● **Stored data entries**
·····

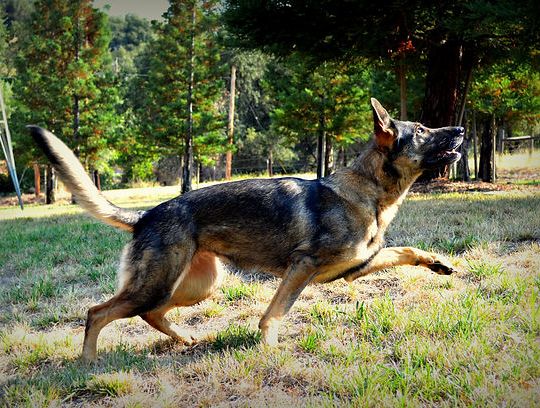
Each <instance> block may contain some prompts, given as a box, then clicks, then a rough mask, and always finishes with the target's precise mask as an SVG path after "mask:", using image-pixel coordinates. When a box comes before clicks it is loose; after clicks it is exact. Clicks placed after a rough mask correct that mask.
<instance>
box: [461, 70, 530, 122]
mask: <svg viewBox="0 0 540 408" xmlns="http://www.w3.org/2000/svg"><path fill="white" fill-rule="evenodd" d="M471 107H472V108H473V109H475V110H477V111H479V112H481V113H484V114H494V115H495V116H496V117H497V118H498V119H500V120H503V121H505V122H507V123H510V124H511V125H514V126H516V125H519V123H520V122H525V123H526V124H527V125H528V127H529V128H530V126H531V125H533V124H535V123H538V122H539V121H540V113H539V112H540V72H538V70H537V69H535V68H534V67H533V66H531V65H530V64H529V63H515V62H512V61H505V63H499V64H495V65H492V66H489V67H486V68H485V69H483V70H482V71H481V72H479V73H478V74H477V75H476V77H475V80H474V82H473V84H472V88H471Z"/></svg>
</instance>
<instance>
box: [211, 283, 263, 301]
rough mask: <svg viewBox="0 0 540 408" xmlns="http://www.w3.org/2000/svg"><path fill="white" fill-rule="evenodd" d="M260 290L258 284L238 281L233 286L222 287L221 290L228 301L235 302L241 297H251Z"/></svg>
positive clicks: (238, 299) (239, 299)
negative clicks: (227, 286) (239, 282)
mask: <svg viewBox="0 0 540 408" xmlns="http://www.w3.org/2000/svg"><path fill="white" fill-rule="evenodd" d="M259 290H260V285H257V284H246V283H243V282H241V283H239V284H238V285H235V286H228V287H222V288H221V292H222V293H223V295H224V296H225V299H226V300H227V301H229V302H235V301H238V300H241V299H252V298H254V297H255V295H256V294H257V292H259Z"/></svg>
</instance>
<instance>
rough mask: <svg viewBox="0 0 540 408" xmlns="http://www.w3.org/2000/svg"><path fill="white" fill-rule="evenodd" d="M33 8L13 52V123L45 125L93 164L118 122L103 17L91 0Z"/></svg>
mask: <svg viewBox="0 0 540 408" xmlns="http://www.w3.org/2000/svg"><path fill="white" fill-rule="evenodd" d="M34 8H35V10H34V12H33V13H32V15H31V22H30V26H29V28H28V29H29V35H27V36H26V37H25V38H23V39H22V41H21V44H20V46H19V49H20V52H19V54H18V56H17V64H16V65H17V71H18V75H17V83H16V90H17V93H16V96H17V98H18V102H19V103H18V106H19V108H18V120H17V122H18V123H20V124H23V123H24V124H26V123H35V124H39V125H41V126H44V127H46V128H48V129H50V130H51V131H53V132H55V133H56V134H57V135H58V136H59V137H60V138H62V139H63V140H64V141H65V142H67V144H68V145H69V146H70V147H71V148H73V149H74V150H75V151H76V153H77V154H79V155H80V157H81V159H83V161H85V162H86V164H87V165H88V164H90V163H92V164H93V165H92V166H93V167H95V165H94V163H95V161H96V160H97V159H98V157H99V154H100V152H101V151H103V150H104V148H105V147H106V145H107V138H108V137H111V136H112V134H113V132H114V124H115V122H116V121H117V117H116V115H115V111H114V106H115V104H116V103H117V102H118V101H117V93H116V90H115V88H114V86H112V85H113V79H112V72H111V68H110V67H111V64H110V62H111V61H110V54H109V52H108V44H109V40H110V36H109V30H108V25H107V17H106V15H105V14H104V13H102V12H101V11H99V10H97V9H95V8H93V7H92V1H91V0H77V1H71V0H37V1H36V2H35V4H34Z"/></svg>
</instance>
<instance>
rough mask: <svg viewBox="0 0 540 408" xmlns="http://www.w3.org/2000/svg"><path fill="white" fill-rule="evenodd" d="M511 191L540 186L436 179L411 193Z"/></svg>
mask: <svg viewBox="0 0 540 408" xmlns="http://www.w3.org/2000/svg"><path fill="white" fill-rule="evenodd" d="M511 190H534V191H540V185H516V184H512V183H510V182H509V181H506V182H503V180H501V182H498V183H496V184H493V183H486V182H483V181H470V182H465V181H451V180H446V179H435V180H432V181H427V182H418V183H414V184H413V186H412V187H411V190H410V191H411V193H416V194H429V193H467V192H491V191H511Z"/></svg>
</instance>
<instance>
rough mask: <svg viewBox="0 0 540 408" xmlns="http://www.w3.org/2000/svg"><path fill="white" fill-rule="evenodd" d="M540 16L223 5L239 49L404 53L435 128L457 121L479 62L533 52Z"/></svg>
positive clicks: (515, 14) (491, 13) (233, 2)
mask: <svg viewBox="0 0 540 408" xmlns="http://www.w3.org/2000/svg"><path fill="white" fill-rule="evenodd" d="M539 14H540V8H538V6H537V4H536V2H535V1H532V0H525V1H521V2H514V1H511V0H496V1H493V0H478V1H474V2H473V1H469V0H459V1H450V0H444V1H440V2H428V1H425V0H404V1H402V2H399V3H396V2H394V1H379V2H376V3H373V2H371V1H369V2H368V1H364V0H361V1H354V2H351V1H342V0H341V1H340V0H317V1H312V2H304V1H296V0H291V1H288V2H282V1H277V0H276V1H267V0H259V1H257V0H228V2H227V12H226V14H225V17H226V20H227V22H228V26H229V29H230V30H231V31H232V32H233V33H235V34H236V37H237V39H238V41H239V43H240V44H241V45H243V46H246V47H260V48H263V49H265V50H270V51H272V52H275V53H279V54H282V55H283V54H290V53H291V52H293V51H294V52H302V53H305V54H307V55H310V56H311V57H313V58H316V59H318V60H319V61H327V60H330V59H335V58H337V59H343V58H345V59H346V58H349V57H351V56H358V55H359V56H364V57H367V58H369V59H371V60H378V59H380V58H382V59H384V60H387V59H389V58H390V57H392V56H394V55H396V53H397V54H398V55H399V54H402V52H401V51H400V50H403V49H404V48H405V49H409V51H410V52H409V53H410V54H413V55H416V57H417V58H416V61H424V64H425V68H424V71H425V81H426V86H425V95H424V99H423V104H422V115H421V120H422V122H424V123H426V124H427V125H428V126H433V127H438V126H446V125H449V124H452V123H456V122H457V120H458V119H459V118H458V116H459V113H460V112H461V106H462V105H463V101H464V100H465V96H466V93H467V83H468V80H469V79H470V78H471V73H472V70H473V69H474V68H475V67H477V66H479V64H491V63H493V62H494V61H496V60H500V58H504V57H508V55H510V54H512V55H515V56H516V55H517V56H518V57H519V58H523V57H524V56H528V57H529V58H531V57H533V56H534V55H537V53H536V54H534V53H533V54H531V52H534V50H535V49H536V48H537V44H538V43H539V42H540V32H539V30H538V24H537V21H538V20H539V18H540V16H539ZM536 58H537V57H536Z"/></svg>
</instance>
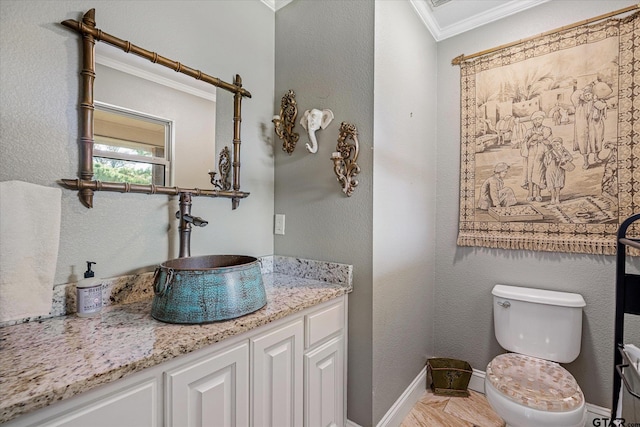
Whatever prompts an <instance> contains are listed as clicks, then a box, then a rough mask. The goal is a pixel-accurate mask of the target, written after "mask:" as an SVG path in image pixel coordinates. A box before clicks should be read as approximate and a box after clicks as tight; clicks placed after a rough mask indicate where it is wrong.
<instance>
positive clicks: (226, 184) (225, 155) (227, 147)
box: [209, 146, 231, 191]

·····

● **EXERCISE GOAL**
Return every line above that contains the string "prompts".

● **TASK OUTPUT**
Each <instance> block may contain some prompts, given as a box, then clicks, then a rough mask, and always finishes with the target's precise mask as an SVG path after "mask:", using image-pixel coordinates. When a box comes before clicks it is loose; after clicks it is exact. Clicks placed after a rough mask correct that mask.
Whatever prompts an <instance> contains are listed as clicks, then a box, then a rough mask. The goal is a pixel-accurate mask of the target, written after "mask:" as an SVG path in image pixel coordinates. A box before clicks should be read as approximate and a box after clicks as tight; clicks placed after a rough mask indicate where it is wrong.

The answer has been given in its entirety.